Continue the article on Yale's renewed tsetse fly research agreement with Kenyan agencies, starting right after its final sentence.

**GIVEN PASSAGE**.
□ □ □ □

On March 16, President Peter Salovey and Serap Aksoy, professor of epidemiology at the Yale School of Public Health, took part in a signing ceremony with the Kenya Agricultural Research and Livestock Organization (KALRO) and Kenyan Wildlife Service (KWS) to continue an existing collaboration in the biomedical sciences in the area of vector biology. The renewed agreement allows for the transfer of tsetse fly parts to Yale, where further research will be conducted to develop a more thorough understanding of the biology of parasitic diseases.

Parasitic diseases transmitted by the tsetse fly have long plagued human and animal health in tropical Africa, causing devastating epidemics and limiting agricultural and economic prosperity in tsetse-infested areas. Ensuring effective tsetse control is a high priority for improvement of human and animal health and the Kenyan and African economies.

During the ceremony, Salovey affirmed Yale’s commitment to working with African scientists and researchers to advance understanding of these organisms and develop innovative treatments for parasitic diseases.

“This agreement ensures that together in close partnership, our researchers will manage tsetse fly-transmitted diseases like sleeping sickness, while maintaining biodiversity and conservation,” said Salovey. “In doing so, they will improve the lives of those in affected areas and add to scientific understanding for students and other investigators around the world.”

This agreement ensures that together in close partnership, our researchers will manage tsetse fly-transmitted diseases like sleeping sickness, while maintaining biodiversity and conservation. In doing so, they will improve the lives of those in affected areas and add to scientific understanding for students and other investigators around the world.

□ □ □ □

**COLLECTED DATA**.

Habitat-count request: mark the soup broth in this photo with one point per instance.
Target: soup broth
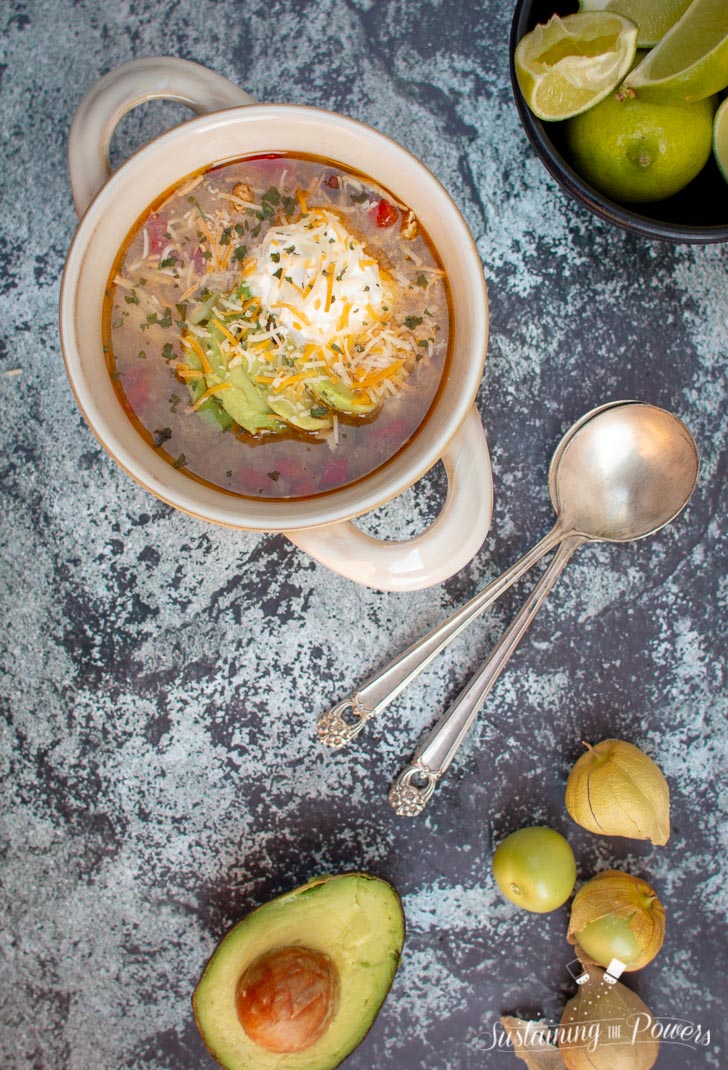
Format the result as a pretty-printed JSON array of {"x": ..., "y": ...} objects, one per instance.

□ □ □ □

**SOLVED EXERCISE**.
President Peter Salovey

Yale and KALRO scientists will apply their findings to develop an effective policy framework of tracking and monitoring systems, including the development of appropriate outreach materials, exchange programs, technical capacity development, and technology transfer to enhance tsetse and disease management in Kenya. KWS will support the partnership by enabling access to tsetse flies, which form the critical material for scientific research.

Grace Murilla, senior scientist at KALRO, is the principal investigator of several research awards that form the basis for the studies proposed in the renewed collaboration. Aksoy, a faculty member of the Yale School of Public Health since 1990, is an internationally renowned scientist in tsetse- and vector-borne diseases and their control. Together, she and Murilla will research tsetse-transmitted disease control.

This is not the first time the two have closely collaborated. Since 2004, they have worked together on numerous occasions to initiate training activities for students and scholars in the region. To date, they have supported the education of 10 Ph.D. scientists and one master’s student in East Africa, provided short-term training of several scholars at Yale, and conducted numerous skill-building workshops offered in Kenya and Uganda to students and KWS scientists in tsetse biology, control, and disease management.